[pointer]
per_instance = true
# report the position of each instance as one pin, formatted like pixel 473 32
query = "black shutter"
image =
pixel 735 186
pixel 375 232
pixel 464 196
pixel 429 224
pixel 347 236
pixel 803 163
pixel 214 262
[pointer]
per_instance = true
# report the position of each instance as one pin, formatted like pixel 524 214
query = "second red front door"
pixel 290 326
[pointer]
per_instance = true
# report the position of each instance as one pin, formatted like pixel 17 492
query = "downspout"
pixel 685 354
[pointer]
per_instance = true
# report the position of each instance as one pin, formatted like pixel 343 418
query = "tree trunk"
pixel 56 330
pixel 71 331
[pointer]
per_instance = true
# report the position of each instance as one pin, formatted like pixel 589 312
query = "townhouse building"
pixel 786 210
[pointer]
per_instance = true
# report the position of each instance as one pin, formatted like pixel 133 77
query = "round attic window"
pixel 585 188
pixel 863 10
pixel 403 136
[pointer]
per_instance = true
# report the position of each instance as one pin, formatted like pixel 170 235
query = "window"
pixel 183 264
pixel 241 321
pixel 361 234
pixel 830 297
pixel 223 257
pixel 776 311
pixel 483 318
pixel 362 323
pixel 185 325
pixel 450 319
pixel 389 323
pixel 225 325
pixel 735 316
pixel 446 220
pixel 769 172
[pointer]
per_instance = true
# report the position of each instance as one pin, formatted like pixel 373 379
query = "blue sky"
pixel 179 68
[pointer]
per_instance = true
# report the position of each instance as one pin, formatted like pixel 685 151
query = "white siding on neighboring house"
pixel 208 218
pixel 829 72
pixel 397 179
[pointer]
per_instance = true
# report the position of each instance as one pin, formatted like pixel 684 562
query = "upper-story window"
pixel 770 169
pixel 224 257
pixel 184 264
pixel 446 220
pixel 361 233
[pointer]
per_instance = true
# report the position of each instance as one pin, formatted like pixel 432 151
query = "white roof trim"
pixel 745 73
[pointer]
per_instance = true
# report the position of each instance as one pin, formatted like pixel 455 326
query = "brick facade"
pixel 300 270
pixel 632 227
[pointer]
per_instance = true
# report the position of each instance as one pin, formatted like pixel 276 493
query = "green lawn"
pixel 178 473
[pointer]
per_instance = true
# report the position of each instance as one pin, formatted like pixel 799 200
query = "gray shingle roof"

» **EXERCISE DETAILS**: Quote the data above in full, changing nothing.

» **SOLUTION TO THE EXERCISE**:
[pointer]
per_instance = true
# report the position of each instance as one pin, formatted like pixel 473 32
query = "black shutter"
image =
pixel 735 186
pixel 375 232
pixel 464 196
pixel 429 224
pixel 347 236
pixel 803 163
pixel 214 262
[pointer]
per_instance = true
# report the position of each instance as one pin, formatted like pixel 524 214
query = "second red front door"
pixel 290 326
[pointer]
per_instance = true
# report the position of each instance as one pin, formatted like pixel 17 492
query = "downspout"
pixel 685 354
[pointer]
per_instance = true
# report the position of each instance as one pin, formatted like pixel 343 418
query = "tree trunk"
pixel 56 330
pixel 71 331
[pointer]
per_instance = true
# report the position of each instance as one pin, formatted like pixel 589 312
query = "townhouse building"
pixel 786 210
[pointer]
per_instance = true
# report the position of each instance as one pin, formatted like pixel 133 77
query = "round attic window"
pixel 585 188
pixel 863 10
pixel 403 136
[pointer]
per_instance = true
# report the position of each instance as one pin, formatted like pixel 170 235
query = "window"
pixel 183 264
pixel 241 321
pixel 361 234
pixel 830 297
pixel 223 257
pixel 776 311
pixel 483 318
pixel 362 323
pixel 185 325
pixel 450 319
pixel 389 323
pixel 225 325
pixel 735 316
pixel 446 220
pixel 769 172
[pointer]
per_instance = true
# report the position of each instance as one pin, formatted like pixel 373 379
query = "blue sky"
pixel 179 68
[pointer]
per_instance = true
# report the position of each instance as one pin, formatted like pixel 685 151
query = "white siding on neighboring house"
pixel 208 218
pixel 829 72
pixel 397 179
[pointer]
per_instance = true
# report the position of each instance as one pin, formatted like pixel 684 562
query = "upper-story window"
pixel 770 169
pixel 224 257
pixel 184 264
pixel 446 220
pixel 361 233
[pointer]
per_instance = true
# report the position of each instance as one pin, formatted like pixel 432 151
query = "white roof trim"
pixel 745 73
[pointer]
per_instance = true
# report the position of each instance as one pin, formatted like pixel 455 326
query = "brick facade"
pixel 300 270
pixel 632 227
[pointer]
per_instance = true
# report the position of each instance as one pin, formatted like pixel 276 493
query = "green lawn"
pixel 178 473
[pointer]
per_instance = true
# report the position of each instance as one pin, formatted like pixel 799 200
query = "gray shingle roof"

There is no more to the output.